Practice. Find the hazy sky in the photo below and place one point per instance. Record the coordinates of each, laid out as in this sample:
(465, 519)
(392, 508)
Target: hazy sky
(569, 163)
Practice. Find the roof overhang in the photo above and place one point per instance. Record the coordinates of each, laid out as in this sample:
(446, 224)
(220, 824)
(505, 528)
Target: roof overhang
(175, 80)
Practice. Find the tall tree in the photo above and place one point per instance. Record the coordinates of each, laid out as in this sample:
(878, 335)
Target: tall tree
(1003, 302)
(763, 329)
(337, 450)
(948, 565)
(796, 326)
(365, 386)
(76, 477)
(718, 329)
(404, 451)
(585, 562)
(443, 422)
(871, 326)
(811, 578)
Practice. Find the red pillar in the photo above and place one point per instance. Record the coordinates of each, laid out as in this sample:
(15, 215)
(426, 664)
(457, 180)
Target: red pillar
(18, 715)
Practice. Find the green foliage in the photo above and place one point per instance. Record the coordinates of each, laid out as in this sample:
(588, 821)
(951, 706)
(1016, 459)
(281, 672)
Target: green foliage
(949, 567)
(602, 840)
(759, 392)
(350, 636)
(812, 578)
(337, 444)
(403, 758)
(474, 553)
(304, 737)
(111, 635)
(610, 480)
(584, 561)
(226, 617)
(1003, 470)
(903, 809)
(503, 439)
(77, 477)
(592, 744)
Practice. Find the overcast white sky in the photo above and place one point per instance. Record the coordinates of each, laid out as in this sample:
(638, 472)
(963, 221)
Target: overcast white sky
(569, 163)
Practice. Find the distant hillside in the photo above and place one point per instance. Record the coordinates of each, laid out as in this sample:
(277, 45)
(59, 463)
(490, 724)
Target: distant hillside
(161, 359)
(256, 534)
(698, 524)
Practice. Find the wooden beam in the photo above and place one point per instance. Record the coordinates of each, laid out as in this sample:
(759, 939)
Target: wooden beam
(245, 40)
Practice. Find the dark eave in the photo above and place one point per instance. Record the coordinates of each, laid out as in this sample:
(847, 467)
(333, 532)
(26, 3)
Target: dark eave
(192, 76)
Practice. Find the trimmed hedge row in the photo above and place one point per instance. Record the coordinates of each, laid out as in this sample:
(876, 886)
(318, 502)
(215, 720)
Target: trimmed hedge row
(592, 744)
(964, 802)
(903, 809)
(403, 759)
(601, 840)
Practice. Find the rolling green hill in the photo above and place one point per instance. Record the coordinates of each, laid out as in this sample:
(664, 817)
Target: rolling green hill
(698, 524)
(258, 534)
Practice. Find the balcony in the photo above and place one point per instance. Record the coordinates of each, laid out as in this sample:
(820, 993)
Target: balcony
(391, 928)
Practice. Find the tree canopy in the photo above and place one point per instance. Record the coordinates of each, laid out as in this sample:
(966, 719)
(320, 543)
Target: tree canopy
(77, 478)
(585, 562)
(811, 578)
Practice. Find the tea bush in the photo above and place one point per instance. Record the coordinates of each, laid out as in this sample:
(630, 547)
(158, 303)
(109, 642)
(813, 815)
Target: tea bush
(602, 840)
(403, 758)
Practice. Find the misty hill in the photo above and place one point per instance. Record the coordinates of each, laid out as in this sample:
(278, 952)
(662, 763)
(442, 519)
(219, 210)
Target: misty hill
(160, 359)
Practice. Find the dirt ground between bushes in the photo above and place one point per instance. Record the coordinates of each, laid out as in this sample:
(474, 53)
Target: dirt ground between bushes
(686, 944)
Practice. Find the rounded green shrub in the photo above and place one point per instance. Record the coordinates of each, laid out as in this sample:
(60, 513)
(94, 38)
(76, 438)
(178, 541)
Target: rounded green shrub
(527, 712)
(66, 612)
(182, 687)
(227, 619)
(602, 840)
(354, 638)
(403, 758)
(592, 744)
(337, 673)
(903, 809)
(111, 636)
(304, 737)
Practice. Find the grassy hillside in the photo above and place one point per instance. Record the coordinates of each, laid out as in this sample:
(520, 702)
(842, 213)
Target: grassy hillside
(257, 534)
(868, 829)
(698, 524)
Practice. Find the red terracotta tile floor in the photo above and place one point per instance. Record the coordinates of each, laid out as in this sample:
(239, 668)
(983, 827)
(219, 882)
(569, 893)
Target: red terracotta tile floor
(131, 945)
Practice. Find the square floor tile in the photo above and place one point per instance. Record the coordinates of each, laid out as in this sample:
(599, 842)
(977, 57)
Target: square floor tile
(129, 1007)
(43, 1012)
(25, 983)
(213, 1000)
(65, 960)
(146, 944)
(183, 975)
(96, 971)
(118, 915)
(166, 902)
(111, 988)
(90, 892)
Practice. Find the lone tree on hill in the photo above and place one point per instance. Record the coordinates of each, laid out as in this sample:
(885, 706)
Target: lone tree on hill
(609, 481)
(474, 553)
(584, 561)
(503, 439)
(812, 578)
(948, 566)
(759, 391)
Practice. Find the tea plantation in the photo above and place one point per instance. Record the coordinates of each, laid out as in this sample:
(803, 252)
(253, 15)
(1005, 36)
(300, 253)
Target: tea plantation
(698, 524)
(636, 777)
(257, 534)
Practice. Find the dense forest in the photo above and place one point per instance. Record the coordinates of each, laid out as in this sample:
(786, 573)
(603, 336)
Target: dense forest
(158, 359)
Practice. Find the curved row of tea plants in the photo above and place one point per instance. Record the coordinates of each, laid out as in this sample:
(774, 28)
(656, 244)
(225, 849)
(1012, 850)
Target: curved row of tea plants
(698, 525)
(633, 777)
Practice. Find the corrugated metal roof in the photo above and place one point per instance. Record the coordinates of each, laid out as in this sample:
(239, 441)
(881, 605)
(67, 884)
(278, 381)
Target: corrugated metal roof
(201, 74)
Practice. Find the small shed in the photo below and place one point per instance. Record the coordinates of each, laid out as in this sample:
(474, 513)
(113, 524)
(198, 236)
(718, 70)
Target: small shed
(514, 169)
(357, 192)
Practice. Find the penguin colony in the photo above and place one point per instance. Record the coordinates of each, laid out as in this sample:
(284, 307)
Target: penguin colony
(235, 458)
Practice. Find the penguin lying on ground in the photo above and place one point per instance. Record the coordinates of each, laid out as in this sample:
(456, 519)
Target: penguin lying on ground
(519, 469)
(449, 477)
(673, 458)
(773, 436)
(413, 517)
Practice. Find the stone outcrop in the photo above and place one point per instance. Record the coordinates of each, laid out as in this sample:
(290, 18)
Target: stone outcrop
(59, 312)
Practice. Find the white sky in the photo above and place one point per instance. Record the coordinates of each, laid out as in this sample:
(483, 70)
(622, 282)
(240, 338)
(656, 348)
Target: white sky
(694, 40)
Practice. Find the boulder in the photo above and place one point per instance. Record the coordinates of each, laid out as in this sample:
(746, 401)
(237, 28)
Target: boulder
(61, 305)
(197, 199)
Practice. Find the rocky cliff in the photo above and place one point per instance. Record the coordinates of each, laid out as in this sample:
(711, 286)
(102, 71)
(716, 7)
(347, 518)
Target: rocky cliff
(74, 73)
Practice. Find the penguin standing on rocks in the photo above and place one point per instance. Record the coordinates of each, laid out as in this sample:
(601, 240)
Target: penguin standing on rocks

**Short task:**
Rewrite all of the entries above as a JSON array of strings, one string per line, skipping any blank lines.

**Exercise response:**
[
  "Practice. Find the hazy sky in the photo below and place one point per instance. Record the coordinates of each, laid out as in this sample:",
  "(465, 519)",
  "(392, 508)",
  "Target: hazy sky",
  "(569, 163)",
  "Practice. Find the roof overhang in the photo above and place one point per instance. Record the coordinates of each, laid out as in this sample:",
  "(446, 224)",
  "(220, 824)",
  "(505, 528)",
  "Target: roof overhang",
  "(175, 80)",
  "Practice. Find the tall tree in the photo above and place one point per instance. Record the coordinates of each, laid out as in this sample:",
  "(878, 335)",
  "Target: tall tree",
  "(1003, 302)",
  "(763, 329)",
  "(337, 450)",
  "(948, 565)",
  "(796, 326)",
  "(365, 386)",
  "(76, 477)",
  "(718, 329)",
  "(404, 451)",
  "(585, 562)",
  "(443, 422)",
  "(871, 326)",
  "(811, 578)",
  "Practice. Find the red pillar in the photo above and place one point per instance. Record the coordinates of each, laid out as in this sample:",
  "(15, 215)",
  "(426, 664)",
  "(457, 180)",
  "Target: red pillar",
  "(18, 715)",
  "Practice. Find the green foliage in the photo above and place one point per instance. Record the coordinates of each, laid out as in this sample:",
  "(588, 821)",
  "(951, 706)",
  "(1016, 459)",
  "(281, 672)",
  "Target: green foliage",
  "(949, 567)",
  "(602, 840)",
  "(759, 392)",
  "(350, 636)",
  "(812, 578)",
  "(337, 444)",
  "(403, 758)",
  "(474, 553)",
  "(304, 737)",
  "(111, 635)",
  "(610, 480)",
  "(584, 561)",
  "(226, 617)",
  "(1003, 470)",
  "(903, 809)",
  "(503, 439)",
  "(77, 477)",
  "(592, 744)",
  "Practice. Find the overcast white sky in the photo above and place one point per instance. Record the coordinates of each, laid out as in this sample:",
  "(638, 472)",
  "(963, 221)",
  "Target: overcast white sky",
  "(569, 163)",
  "Practice. Find the distant hillside in the photo above and place one point per instance. Record the coordinates of each, laid out as in this sample:",
  "(277, 45)",
  "(59, 463)",
  "(490, 724)",
  "Target: distant hillside",
  "(161, 359)",
  "(256, 534)",
  "(698, 524)",
  "Practice. Find the wooden beam in the photo above and place one point per instance. Record the coordinates of each, laid out as in this sample:",
  "(759, 939)",
  "Target: wooden beam",
  "(245, 40)",
  "Practice. Find the dark eave in the photo above and place one point per instance. Record the coordinates of each, laid out as in this sample:",
  "(847, 467)",
  "(333, 532)",
  "(26, 3)",
  "Target: dark eave",
  "(192, 76)",
  "Practice. Find the trimmed hedge row in the photo above and place one point per instance. Record the coordinates of each, laid out as in this sample:",
  "(876, 886)",
  "(318, 502)",
  "(215, 720)",
  "Target: trimmed hedge row",
  "(592, 744)",
  "(964, 802)",
  "(903, 809)",
  "(403, 759)",
  "(601, 840)",
  "Practice. Find the rolling green hill in the photo above and place one point per instance. Record the coordinates of each, laid out as in this sample:",
  "(664, 817)",
  "Target: rolling green hill",
  "(698, 524)",
  "(258, 534)",
  "Practice. Find the balcony in the photo above and place one point per instance. Record the coordinates of each, laid out as in this sample:",
  "(820, 993)",
  "Target: balcony",
  "(391, 928)",
  "Practice. Find the tree canopy in the photo above and place one point per instance. Record the coordinates of each, laid out as in this sample:",
  "(966, 719)",
  "(320, 543)",
  "Target: tree canopy",
  "(77, 478)",
  "(585, 562)",
  "(811, 578)",
  "Practice. Find the tea bush in the photo above and place one point per instance. Record the coordinates of each, laid out as in this sample:",
  "(630, 547)",
  "(158, 303)",
  "(109, 642)",
  "(813, 815)",
  "Target: tea bush",
  "(602, 840)",
  "(403, 758)",
  "Practice. Find the misty hill in the photo above and place one point per instance. Record the coordinates of each, laid out as in this sample:",
  "(278, 952)",
  "(662, 763)",
  "(442, 519)",
  "(219, 210)",
  "Target: misty hill",
  "(160, 359)",
  "Practice. Find the dirt ground between bushes in the photo above and place one point per instance. Record the coordinates of each, laid out as in this sample:",
  "(474, 53)",
  "Target: dirt ground between bushes",
  "(686, 944)",
  "Practice. Find the rounded green shrub in the photo above and place one point per instance. Record the coordinates of each, laid out as in this sample:",
  "(60, 513)",
  "(94, 38)",
  "(76, 438)",
  "(178, 541)",
  "Target: rounded green shrub",
  "(527, 712)",
  "(66, 612)",
  "(182, 687)",
  "(227, 619)",
  "(602, 840)",
  "(354, 638)",
  "(403, 758)",
  "(592, 744)",
  "(337, 673)",
  "(903, 809)",
  "(111, 636)",
  "(304, 737)",
  "Practice. Find the grassy hillside in the photo above and place one point per instance. Record the coordinates of each, laid out as in this sample:",
  "(520, 702)",
  "(842, 213)",
  "Target: grassy hillside",
  "(257, 534)",
  "(868, 829)",
  "(698, 524)",
  "Practice. Find the red terracotta tile floor in the photo above and place one point per instance. Record the coordinates of each, laid out as in this sample:",
  "(239, 668)",
  "(983, 827)",
  "(219, 882)",
  "(569, 893)",
  "Target: red terracotta tile floor",
  "(131, 945)",
  "Practice. Find the square floor tile in the photo above and place one point per instance. Record the coordinates of each, laid out as in this sample:",
  "(599, 842)",
  "(977, 57)",
  "Target: square floor tile",
  "(129, 1007)",
  "(43, 1012)",
  "(25, 983)",
  "(213, 1000)",
  "(65, 960)",
  "(146, 944)",
  "(183, 975)",
  "(96, 971)",
  "(118, 915)",
  "(166, 902)",
  "(111, 988)",
  "(90, 892)",
  "Practice. Find the lone tree on hill in the photo above and place one point per instance. Record the coordinates of each, laid out as in this sample:",
  "(885, 706)",
  "Target: lone tree on hill",
  "(609, 481)",
  "(474, 553)",
  "(584, 561)",
  "(503, 439)",
  "(812, 578)",
  "(948, 566)",
  "(759, 391)",
  "Practice. Find the tea plantation in the photo above and place one point per instance. Record the coordinates of each, laid out as in this sample:",
  "(803, 252)",
  "(253, 15)",
  "(1005, 36)",
  "(300, 253)",
  "Target: tea plantation",
  "(698, 524)",
  "(636, 777)",
  "(257, 534)",
  "Practice. Find the dense forest in the photo above and place one point per instance. Record the coordinates of each, laid out as in this sample:",
  "(786, 573)",
  "(603, 336)",
  "Target: dense forest",
  "(158, 359)",
  "Practice. Find the curved row of tea plants in the photo above and place one point per instance. Record the coordinates of each, laid out as in this sample:",
  "(774, 28)",
  "(656, 244)",
  "(225, 849)",
  "(1012, 850)",
  "Target: curved row of tea plants",
  "(698, 525)",
  "(633, 777)",
  "Practice. Find the corrugated metal roof in the photo above and place one point per instance. Record the coordinates of each, laid out as in this sample:",
  "(239, 441)",
  "(881, 605)",
  "(67, 884)",
  "(278, 381)",
  "Target: corrugated metal roof",
  "(201, 74)",
  "Practice. Find the small shed in the photo below and place one point per instance. Record the coordinates of each, laid out as in this sample:",
  "(474, 513)",
  "(113, 524)",
  "(198, 236)",
  "(718, 70)",
  "Target: small shed",
  "(514, 169)",
  "(357, 192)",
  "Practice. Find the penguin colony in the photo above and place one point per instance. Record the coordinates of each, laid out as in this sample:",
  "(284, 307)",
  "Target: penguin colony",
  "(235, 458)",
  "Practice. Find the penguin lying on ground in the photo above and place one point per instance. Record the coordinates of each, laid out as in this sample:",
  "(456, 519)",
  "Target: penguin lying on ground",
  "(519, 469)",
  "(449, 477)",
  "(673, 458)",
  "(773, 436)",
  "(413, 517)",
  "Practice. Find the stone outcrop in the photo above and place one point per instance. Record the coordinates of each, laid out as in this sample:",
  "(290, 18)",
  "Target: stone outcrop",
  "(59, 312)",
  "Practice. Find the white sky in the photo above and place one point per instance. Record the coordinates of each, laid out as in this sample:",
  "(483, 70)",
  "(622, 282)",
  "(240, 338)",
  "(656, 348)",
  "Target: white sky",
  "(694, 40)",
  "Practice. Find the boulder in the photo above and place one point per instance. Record the coordinates of each, laid out as in this sample:",
  "(746, 401)",
  "(237, 28)",
  "Target: boulder",
  "(61, 305)",
  "(197, 199)",
  "Practice. Find the rocky cliff in the photo above and place one point per instance. Record the coordinates of each, laid out as in this sample:",
  "(711, 286)",
  "(102, 71)",
  "(716, 7)",
  "(347, 518)",
  "Target: rocky cliff",
  "(74, 73)",
  "Practice. Find the penguin standing on rocks in the photo above and place one point per instance. Record the coordinates of each, laid out as in this sample:",
  "(601, 240)",
  "Target: penguin standing on rocks"
]